AUFGABEN
(1) Wie lange war Max Gertler laut dem Text über den Ebola-Einsatz in Guinea im Einsatz?
(2) Führe den Text über den Ebola-Einsatz in Guinea nach seinem letzten Satz weiter.

==== LESETEXT ====

«Lieber suchen viele Afrikaner einen Wunderheiler auf»
Der Kampf gegen das tödliche Ebola-Fieber ist auch deshalb so schwierig, weil viele Betroffene den internationalen Helfern misstrauen. Ein deutscher Arzt erzählt.

Der deutsche Arzt Max Gertler ist am Donnerstag von einem dreiwöchigen Einsatz im Ebola-Katastrophengebiet aus Guinea zurück nach Berlin gekommen. Für den 39-Jährigen und seine Organisation «Ärzte ohne Grenzen» ist es eine schwierige Mission.
Die Menschen in Westafrika müssten über die heimtückische Todesseuche und ihre Übertragungswege aufgeklärt werden. Mit der Warnung vor einem Virus im biologischen Sinne könnten nur wenige in den abgelegenen Gegenden etwas anfangen, sagt Gertler im Interview mit der Nachrichtenagentur Reuters.

==== MATERIAL ====

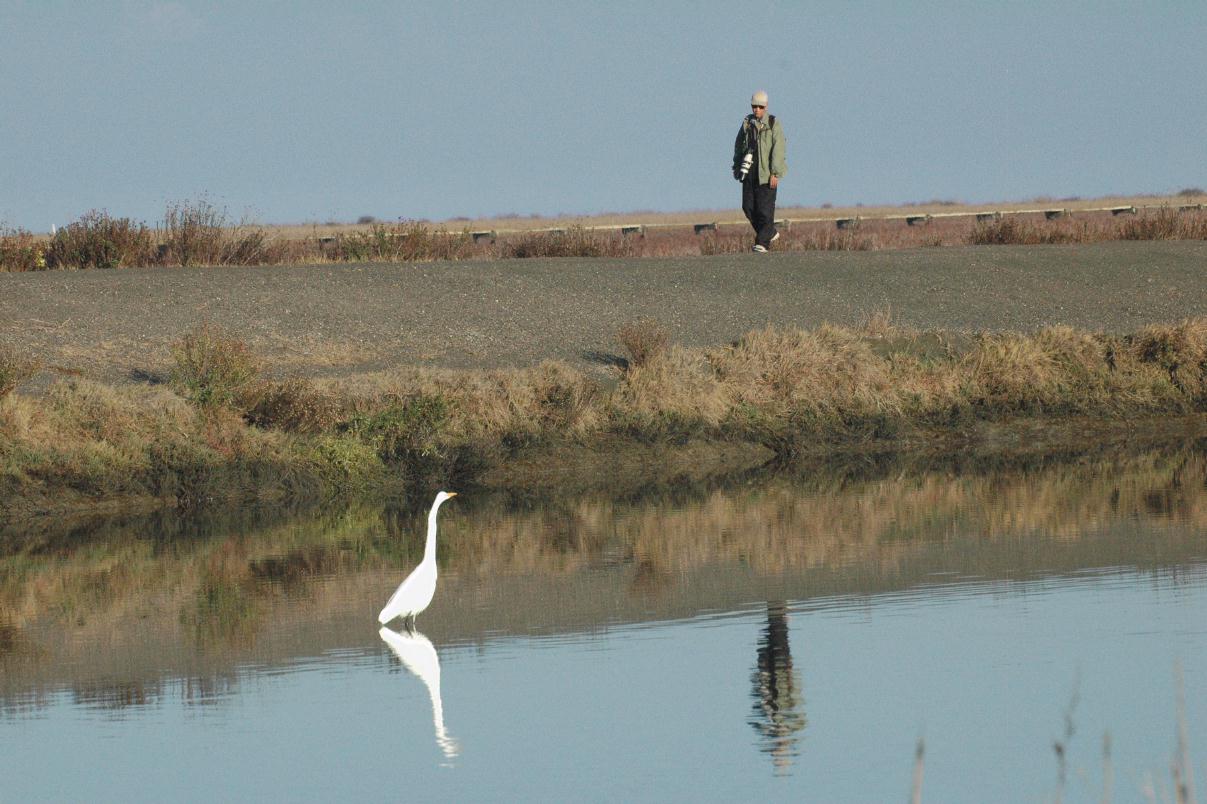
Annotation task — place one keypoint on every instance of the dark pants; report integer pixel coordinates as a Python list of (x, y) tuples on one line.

====

LÖSUNGEN
(1) Drei Wochen.

(2)
In den Dörfern werde die Krankheit «eher wie eine Strafe empfunden», wenn sie womöglich noch eine Familie treffe, der ohnehin wegen irgendetwas Vorwürfe gemacht würden.
Die Bevölkerung begegne den internationalen Helfern in ihren weissen Schutzanzügen vielfach mit Misstrauen, schildert er den Einsatz. Lieber suchten viele Afrikaner einen Wunderheiler auf. In einem Fall sei ein Mann gestorben, der sich von einer Heilerin habe behandeln lassen. Doch auch diese habe sich mit Ebola infiziert, sei in ein Behandlungszentrum gekommen und dort nach zwei Tagen gestorben.
Danach hätten die Dorfbewohner das Vertrauen verloren. Helfer und lokale Behörden wurden bedroht, jeder Zugang zum Ort wurde ihnen verwehrt. «In der Zeit sind zehn oder elf Menschen gestorben in dem Dorf», berichtet Gertler.
Dringend mehr Personal benötigt
Ärzte ohne Grenzen unterhält fünf Behandlungszentren in den drei Ländern. Zudem werde versucht, zwei alte Zentren in Liberia zu übernehmen. Doch die Kapazitäten seien bis an die Grenzen ausgeschöpft. «Es braucht dringend mehr internationale Hilfe, wir brauchen auch mehr Personal, um die Zentren auszustatten.»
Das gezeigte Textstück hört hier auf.